Work to complete: Filter the data below and copy every line that contains the string "small". Case counts.
---------- Data for this exercise
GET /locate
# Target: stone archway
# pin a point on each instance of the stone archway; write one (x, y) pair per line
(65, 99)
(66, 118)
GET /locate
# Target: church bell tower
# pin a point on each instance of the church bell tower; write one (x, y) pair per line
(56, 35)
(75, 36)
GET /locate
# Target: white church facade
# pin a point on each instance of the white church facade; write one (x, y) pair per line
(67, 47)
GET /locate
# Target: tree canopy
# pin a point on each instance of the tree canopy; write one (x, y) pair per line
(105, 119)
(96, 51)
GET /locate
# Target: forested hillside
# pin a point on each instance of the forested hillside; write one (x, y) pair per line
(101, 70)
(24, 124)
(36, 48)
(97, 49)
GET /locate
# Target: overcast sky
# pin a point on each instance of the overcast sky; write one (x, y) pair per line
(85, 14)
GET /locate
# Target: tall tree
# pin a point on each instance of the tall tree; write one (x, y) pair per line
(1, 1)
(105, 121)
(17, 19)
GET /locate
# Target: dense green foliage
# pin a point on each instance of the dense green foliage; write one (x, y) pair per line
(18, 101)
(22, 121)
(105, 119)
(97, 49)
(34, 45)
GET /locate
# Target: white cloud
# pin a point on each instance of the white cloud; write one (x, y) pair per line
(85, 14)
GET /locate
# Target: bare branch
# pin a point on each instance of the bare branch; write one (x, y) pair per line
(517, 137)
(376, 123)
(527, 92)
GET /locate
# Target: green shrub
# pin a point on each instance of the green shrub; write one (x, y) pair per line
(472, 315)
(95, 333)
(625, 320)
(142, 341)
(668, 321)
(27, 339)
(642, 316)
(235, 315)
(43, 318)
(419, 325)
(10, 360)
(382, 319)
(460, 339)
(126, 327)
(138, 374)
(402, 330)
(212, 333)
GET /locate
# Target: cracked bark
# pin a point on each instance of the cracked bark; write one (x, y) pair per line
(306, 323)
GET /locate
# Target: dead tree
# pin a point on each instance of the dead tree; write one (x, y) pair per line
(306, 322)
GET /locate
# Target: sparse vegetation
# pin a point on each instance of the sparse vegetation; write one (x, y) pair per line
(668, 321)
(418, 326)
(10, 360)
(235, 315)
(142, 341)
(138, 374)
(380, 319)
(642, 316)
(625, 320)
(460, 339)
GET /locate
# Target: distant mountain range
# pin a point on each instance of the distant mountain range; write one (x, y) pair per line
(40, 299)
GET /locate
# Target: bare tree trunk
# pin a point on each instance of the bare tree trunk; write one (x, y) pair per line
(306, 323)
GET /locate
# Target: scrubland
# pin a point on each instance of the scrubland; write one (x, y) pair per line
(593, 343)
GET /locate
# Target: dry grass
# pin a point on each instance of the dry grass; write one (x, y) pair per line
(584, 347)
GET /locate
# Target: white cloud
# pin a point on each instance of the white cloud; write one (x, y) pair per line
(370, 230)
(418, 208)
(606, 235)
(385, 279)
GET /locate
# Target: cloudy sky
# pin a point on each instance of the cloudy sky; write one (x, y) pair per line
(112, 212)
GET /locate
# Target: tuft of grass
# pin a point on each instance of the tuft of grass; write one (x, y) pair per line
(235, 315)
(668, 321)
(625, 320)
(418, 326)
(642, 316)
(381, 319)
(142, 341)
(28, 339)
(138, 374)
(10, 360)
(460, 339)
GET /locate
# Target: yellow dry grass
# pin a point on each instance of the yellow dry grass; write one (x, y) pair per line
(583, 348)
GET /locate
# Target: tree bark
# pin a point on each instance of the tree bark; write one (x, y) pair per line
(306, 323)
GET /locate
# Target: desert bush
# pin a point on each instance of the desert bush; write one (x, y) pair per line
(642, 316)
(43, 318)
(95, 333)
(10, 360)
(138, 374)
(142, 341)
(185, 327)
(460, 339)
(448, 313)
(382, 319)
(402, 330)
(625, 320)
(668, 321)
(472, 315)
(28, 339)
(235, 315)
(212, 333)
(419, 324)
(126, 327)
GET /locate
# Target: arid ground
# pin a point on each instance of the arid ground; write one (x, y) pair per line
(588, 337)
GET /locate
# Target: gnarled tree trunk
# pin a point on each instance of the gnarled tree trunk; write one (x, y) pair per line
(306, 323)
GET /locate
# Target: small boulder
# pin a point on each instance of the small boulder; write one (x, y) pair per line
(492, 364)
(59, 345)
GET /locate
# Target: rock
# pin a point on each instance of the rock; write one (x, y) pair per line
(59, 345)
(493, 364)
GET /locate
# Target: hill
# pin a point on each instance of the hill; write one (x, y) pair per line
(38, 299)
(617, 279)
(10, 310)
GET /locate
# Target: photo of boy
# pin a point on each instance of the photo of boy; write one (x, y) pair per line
--------------------
Answer below:
# Target: small boulder
# pin a point on each instance of the small boulder; write one (x, y) pair per line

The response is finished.